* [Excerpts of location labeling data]
◆ ◆ ◆ ◆ ◆ ◆ ◆
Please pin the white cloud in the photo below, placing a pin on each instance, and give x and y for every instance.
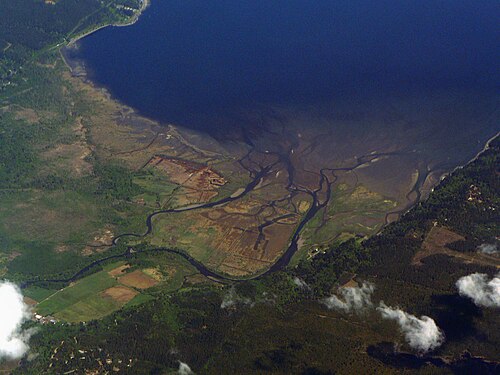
(488, 248)
(184, 369)
(421, 333)
(353, 298)
(13, 313)
(477, 287)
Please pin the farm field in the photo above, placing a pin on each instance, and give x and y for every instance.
(94, 296)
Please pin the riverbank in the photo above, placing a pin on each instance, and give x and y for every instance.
(144, 5)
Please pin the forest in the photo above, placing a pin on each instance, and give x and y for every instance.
(275, 323)
(271, 324)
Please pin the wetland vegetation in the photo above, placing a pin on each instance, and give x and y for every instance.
(275, 218)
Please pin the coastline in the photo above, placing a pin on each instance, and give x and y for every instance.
(134, 19)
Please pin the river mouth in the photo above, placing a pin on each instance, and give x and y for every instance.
(339, 118)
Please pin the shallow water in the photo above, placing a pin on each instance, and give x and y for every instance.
(214, 65)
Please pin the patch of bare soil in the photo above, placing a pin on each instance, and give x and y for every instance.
(120, 293)
(138, 279)
(119, 270)
(200, 181)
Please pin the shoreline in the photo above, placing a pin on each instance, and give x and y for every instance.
(134, 19)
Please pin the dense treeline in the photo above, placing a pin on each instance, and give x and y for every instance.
(31, 27)
(271, 324)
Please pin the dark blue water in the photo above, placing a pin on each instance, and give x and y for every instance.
(203, 63)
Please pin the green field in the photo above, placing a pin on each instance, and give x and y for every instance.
(69, 303)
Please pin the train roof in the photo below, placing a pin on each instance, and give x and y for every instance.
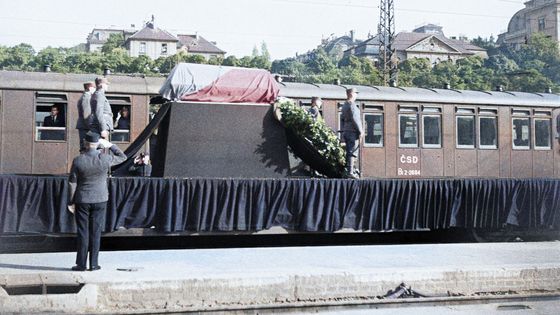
(420, 95)
(73, 82)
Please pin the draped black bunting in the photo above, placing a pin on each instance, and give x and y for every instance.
(38, 204)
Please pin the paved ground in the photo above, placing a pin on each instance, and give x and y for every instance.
(182, 280)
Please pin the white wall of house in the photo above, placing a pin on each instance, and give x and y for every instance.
(205, 55)
(153, 49)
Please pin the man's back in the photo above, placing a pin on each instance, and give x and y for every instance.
(351, 118)
(89, 171)
(84, 111)
(101, 111)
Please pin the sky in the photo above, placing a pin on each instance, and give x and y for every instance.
(286, 26)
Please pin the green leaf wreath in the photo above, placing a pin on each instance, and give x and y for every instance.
(320, 136)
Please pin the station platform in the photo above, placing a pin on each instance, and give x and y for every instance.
(273, 278)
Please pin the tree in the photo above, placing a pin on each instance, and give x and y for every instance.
(289, 66)
(55, 57)
(114, 41)
(141, 64)
(20, 57)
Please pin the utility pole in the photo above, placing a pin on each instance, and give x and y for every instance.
(386, 30)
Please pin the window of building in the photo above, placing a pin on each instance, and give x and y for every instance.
(542, 133)
(373, 125)
(521, 133)
(542, 24)
(488, 128)
(142, 50)
(121, 108)
(50, 116)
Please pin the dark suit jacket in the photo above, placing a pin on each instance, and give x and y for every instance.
(88, 175)
(50, 122)
(101, 111)
(84, 111)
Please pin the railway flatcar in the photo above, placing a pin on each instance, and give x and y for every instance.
(431, 159)
(410, 132)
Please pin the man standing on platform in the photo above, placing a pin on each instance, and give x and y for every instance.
(89, 195)
(84, 113)
(102, 121)
(352, 130)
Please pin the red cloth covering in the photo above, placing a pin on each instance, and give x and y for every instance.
(238, 86)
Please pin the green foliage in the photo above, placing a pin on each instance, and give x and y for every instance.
(321, 136)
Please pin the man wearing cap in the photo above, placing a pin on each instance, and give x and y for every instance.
(352, 130)
(84, 113)
(102, 121)
(89, 195)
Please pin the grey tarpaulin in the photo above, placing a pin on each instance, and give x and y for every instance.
(183, 81)
(38, 204)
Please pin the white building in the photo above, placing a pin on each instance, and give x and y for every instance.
(152, 42)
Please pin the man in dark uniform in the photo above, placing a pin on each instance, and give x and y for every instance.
(102, 121)
(84, 113)
(352, 130)
(89, 193)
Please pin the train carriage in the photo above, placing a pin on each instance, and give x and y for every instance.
(410, 132)
(431, 159)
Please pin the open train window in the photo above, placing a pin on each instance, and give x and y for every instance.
(121, 108)
(542, 134)
(431, 131)
(373, 125)
(521, 133)
(408, 130)
(373, 129)
(488, 132)
(50, 116)
(465, 132)
(487, 128)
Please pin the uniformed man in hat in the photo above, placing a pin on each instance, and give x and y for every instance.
(84, 112)
(89, 195)
(352, 130)
(102, 121)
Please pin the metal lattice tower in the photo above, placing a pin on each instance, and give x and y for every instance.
(386, 31)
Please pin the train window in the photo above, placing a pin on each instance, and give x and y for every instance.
(50, 116)
(431, 127)
(465, 132)
(488, 132)
(521, 133)
(121, 108)
(522, 112)
(462, 110)
(427, 109)
(408, 130)
(374, 130)
(542, 133)
(542, 113)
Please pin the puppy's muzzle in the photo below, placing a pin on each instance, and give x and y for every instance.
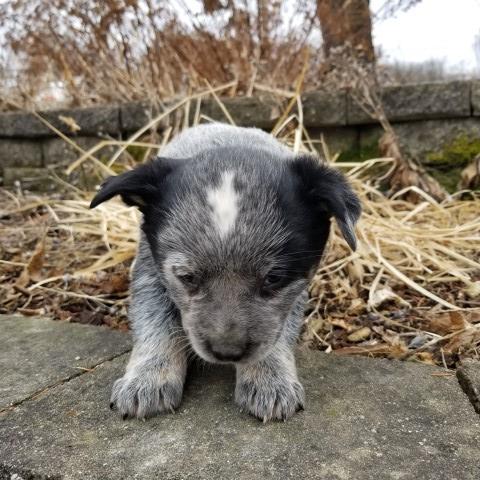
(228, 352)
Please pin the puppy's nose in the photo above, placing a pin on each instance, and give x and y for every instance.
(227, 352)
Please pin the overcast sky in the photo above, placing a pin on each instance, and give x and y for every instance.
(433, 29)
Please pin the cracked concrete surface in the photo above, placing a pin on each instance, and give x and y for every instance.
(364, 419)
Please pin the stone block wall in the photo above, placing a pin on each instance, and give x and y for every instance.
(427, 117)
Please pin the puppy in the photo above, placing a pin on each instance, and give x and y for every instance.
(234, 226)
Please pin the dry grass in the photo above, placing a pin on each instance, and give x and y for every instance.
(410, 291)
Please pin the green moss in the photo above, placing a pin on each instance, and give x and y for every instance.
(447, 178)
(456, 154)
(446, 165)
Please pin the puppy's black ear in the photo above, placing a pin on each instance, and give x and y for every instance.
(137, 187)
(326, 190)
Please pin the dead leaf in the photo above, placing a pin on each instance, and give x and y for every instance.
(468, 337)
(355, 271)
(384, 295)
(340, 323)
(470, 176)
(392, 351)
(70, 123)
(473, 289)
(425, 357)
(359, 335)
(356, 307)
(33, 270)
(447, 322)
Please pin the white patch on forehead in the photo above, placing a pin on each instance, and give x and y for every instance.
(224, 202)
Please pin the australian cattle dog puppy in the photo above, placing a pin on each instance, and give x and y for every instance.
(234, 225)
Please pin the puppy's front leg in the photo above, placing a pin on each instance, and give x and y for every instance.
(155, 374)
(269, 389)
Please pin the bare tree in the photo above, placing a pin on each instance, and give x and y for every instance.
(346, 22)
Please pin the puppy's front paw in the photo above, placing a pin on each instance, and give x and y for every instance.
(269, 397)
(144, 392)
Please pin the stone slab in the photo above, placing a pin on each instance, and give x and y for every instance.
(476, 98)
(135, 115)
(259, 112)
(418, 101)
(364, 419)
(31, 179)
(468, 375)
(57, 151)
(20, 153)
(338, 139)
(37, 353)
(91, 120)
(418, 138)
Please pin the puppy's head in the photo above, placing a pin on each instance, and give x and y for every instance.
(235, 235)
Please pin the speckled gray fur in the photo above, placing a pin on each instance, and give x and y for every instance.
(234, 225)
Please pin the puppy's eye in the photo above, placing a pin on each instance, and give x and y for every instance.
(272, 281)
(188, 279)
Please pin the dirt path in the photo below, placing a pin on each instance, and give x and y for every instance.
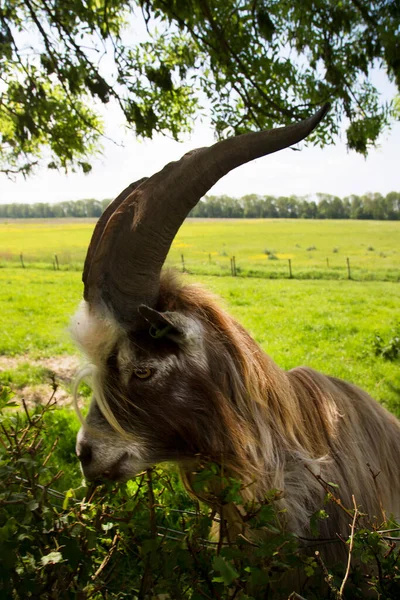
(61, 370)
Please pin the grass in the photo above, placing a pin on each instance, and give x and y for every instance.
(327, 325)
(317, 249)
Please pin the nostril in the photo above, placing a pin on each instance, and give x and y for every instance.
(85, 454)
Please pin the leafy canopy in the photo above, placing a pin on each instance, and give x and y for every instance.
(250, 64)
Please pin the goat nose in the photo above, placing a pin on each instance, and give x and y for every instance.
(84, 452)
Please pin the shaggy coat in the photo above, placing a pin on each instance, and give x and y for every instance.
(214, 393)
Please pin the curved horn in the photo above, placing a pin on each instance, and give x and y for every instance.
(130, 246)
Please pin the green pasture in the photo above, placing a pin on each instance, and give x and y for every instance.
(262, 248)
(327, 325)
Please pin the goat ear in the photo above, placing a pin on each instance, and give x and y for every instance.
(166, 324)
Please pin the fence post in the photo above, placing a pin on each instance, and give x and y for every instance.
(348, 268)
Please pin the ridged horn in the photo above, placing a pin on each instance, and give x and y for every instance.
(134, 234)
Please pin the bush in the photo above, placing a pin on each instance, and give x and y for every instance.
(147, 538)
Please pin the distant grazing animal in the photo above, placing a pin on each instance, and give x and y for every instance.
(176, 378)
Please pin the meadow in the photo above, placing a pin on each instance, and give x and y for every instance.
(329, 324)
(317, 249)
(109, 541)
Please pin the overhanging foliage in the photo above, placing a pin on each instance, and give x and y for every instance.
(249, 64)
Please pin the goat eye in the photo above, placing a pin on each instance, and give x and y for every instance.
(143, 373)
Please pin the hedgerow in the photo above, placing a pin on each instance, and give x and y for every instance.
(148, 539)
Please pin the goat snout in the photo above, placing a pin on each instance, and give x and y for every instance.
(84, 452)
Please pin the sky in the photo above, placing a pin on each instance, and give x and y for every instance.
(333, 169)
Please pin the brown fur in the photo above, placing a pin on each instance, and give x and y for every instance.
(280, 427)
(227, 401)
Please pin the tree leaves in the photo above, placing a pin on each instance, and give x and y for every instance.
(250, 65)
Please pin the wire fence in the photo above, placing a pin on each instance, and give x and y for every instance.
(232, 266)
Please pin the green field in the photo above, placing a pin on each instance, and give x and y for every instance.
(262, 248)
(328, 325)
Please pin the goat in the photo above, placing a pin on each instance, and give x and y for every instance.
(175, 377)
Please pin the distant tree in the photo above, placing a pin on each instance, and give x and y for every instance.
(369, 206)
(258, 63)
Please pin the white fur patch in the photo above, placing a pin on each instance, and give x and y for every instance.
(95, 333)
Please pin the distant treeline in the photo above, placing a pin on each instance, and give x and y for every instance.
(253, 206)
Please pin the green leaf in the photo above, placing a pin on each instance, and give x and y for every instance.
(52, 558)
(228, 572)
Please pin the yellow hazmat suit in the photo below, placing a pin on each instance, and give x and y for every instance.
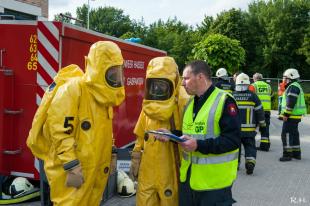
(36, 141)
(79, 125)
(157, 179)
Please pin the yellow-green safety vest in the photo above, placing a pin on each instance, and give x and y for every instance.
(263, 91)
(211, 171)
(300, 106)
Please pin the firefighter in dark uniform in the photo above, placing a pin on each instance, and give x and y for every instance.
(292, 108)
(264, 93)
(251, 115)
(223, 80)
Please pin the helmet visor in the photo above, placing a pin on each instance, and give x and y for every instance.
(115, 76)
(158, 89)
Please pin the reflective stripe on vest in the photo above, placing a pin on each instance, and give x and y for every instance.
(300, 106)
(221, 169)
(263, 91)
(210, 160)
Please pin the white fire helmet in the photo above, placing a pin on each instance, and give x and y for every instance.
(291, 73)
(20, 186)
(125, 186)
(242, 79)
(221, 72)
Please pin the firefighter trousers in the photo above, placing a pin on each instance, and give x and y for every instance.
(267, 120)
(188, 196)
(249, 149)
(290, 139)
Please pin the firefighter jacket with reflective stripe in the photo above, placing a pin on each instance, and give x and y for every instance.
(263, 91)
(208, 171)
(225, 85)
(293, 101)
(251, 112)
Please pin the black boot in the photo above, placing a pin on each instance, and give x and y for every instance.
(285, 159)
(249, 166)
(297, 155)
(264, 146)
(287, 156)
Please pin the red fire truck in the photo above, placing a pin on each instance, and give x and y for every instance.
(31, 53)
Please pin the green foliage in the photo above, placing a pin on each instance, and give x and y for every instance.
(220, 51)
(307, 99)
(284, 24)
(108, 20)
(172, 36)
(59, 17)
(275, 35)
(305, 49)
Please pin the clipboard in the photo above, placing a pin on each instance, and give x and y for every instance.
(169, 135)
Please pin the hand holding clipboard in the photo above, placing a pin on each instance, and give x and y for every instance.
(170, 136)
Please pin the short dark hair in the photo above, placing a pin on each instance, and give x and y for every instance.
(199, 66)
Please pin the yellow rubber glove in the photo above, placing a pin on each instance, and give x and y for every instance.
(75, 177)
(135, 164)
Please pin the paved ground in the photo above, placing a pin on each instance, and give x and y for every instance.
(273, 183)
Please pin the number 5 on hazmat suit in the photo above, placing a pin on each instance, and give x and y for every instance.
(78, 127)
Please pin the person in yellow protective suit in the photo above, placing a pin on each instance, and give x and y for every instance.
(79, 125)
(161, 108)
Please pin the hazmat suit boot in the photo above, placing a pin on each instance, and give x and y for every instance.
(249, 166)
(297, 155)
(287, 156)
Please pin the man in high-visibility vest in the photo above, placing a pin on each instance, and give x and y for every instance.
(292, 108)
(281, 90)
(264, 93)
(211, 127)
(223, 80)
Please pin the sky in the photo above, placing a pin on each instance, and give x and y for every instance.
(191, 12)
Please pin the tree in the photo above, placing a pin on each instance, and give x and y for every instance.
(172, 36)
(220, 51)
(107, 20)
(206, 25)
(305, 49)
(61, 18)
(285, 23)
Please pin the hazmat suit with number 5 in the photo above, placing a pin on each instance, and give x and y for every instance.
(157, 172)
(79, 127)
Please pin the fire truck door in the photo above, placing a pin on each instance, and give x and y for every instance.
(7, 116)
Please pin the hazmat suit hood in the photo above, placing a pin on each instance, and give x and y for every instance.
(162, 86)
(104, 73)
(68, 72)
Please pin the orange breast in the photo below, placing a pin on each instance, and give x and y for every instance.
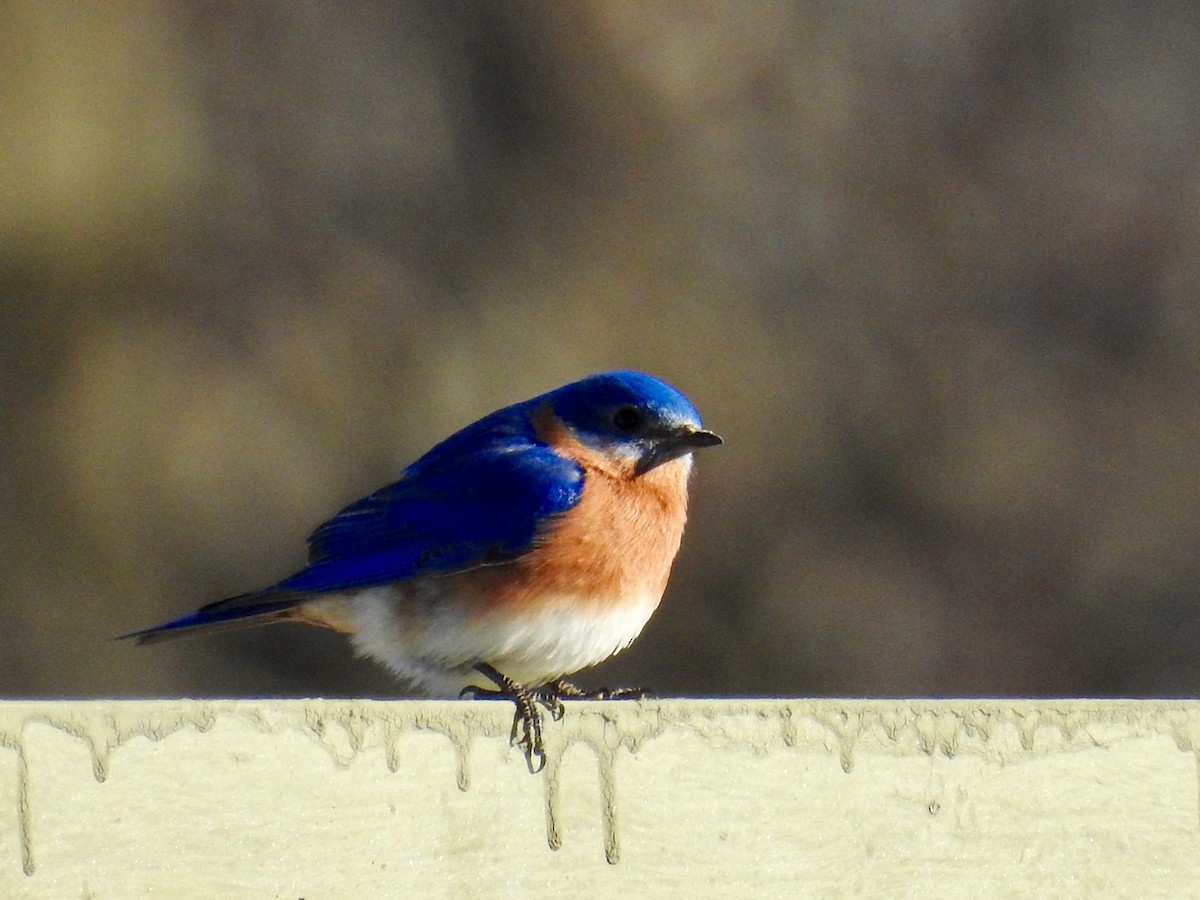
(615, 546)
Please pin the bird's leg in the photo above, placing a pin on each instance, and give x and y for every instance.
(526, 714)
(564, 690)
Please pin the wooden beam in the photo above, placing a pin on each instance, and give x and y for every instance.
(684, 798)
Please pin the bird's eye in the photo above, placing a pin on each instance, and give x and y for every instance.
(628, 419)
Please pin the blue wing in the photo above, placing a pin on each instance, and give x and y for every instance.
(486, 508)
(479, 498)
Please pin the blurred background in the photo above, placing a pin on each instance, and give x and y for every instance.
(933, 269)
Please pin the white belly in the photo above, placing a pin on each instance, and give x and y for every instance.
(433, 642)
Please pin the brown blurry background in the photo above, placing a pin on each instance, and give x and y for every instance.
(933, 269)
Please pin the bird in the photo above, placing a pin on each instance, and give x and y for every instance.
(532, 544)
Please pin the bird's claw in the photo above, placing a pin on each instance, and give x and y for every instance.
(526, 718)
(526, 732)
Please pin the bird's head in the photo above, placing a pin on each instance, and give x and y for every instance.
(631, 417)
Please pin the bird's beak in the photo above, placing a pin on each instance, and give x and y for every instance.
(673, 444)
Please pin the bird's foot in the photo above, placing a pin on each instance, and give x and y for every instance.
(526, 719)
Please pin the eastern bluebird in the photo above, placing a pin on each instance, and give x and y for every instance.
(527, 546)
◆ ◆ ◆ ◆ ◆ ◆ ◆
Extract, verbatim, the lines from the one containing "Please pin the white belly" through the last line of the listing above.

Please pin the white belly in the photo above, placing a pin on each instance, and give x and y for every instance.
(433, 642)
Please pin the brown blurry background in the photo above, placing a pin on each instance, and give x and y for every instance.
(933, 269)
Please pin the bird in the photo above, placing a pin on each instance, and give x and y for every instance.
(532, 544)
Please pin the bird's claw in the photo above, placing a pin on each instance, and give x and y for every instance.
(526, 718)
(526, 732)
Please pin the bird's head in the photo above, placing a pin on each instance, and give x and y for every instance.
(631, 417)
Please pin the bird's beak in the photo above, placing a pin on each instance, and give x and y for every instance.
(673, 444)
Please pin the bird's foot in the photo above, placing a pin on each instance, and give x and y for every instance.
(526, 719)
Please pin the eastern bluebird in the photo above, placing a pin on each instance, and give x and y for every instance.
(527, 546)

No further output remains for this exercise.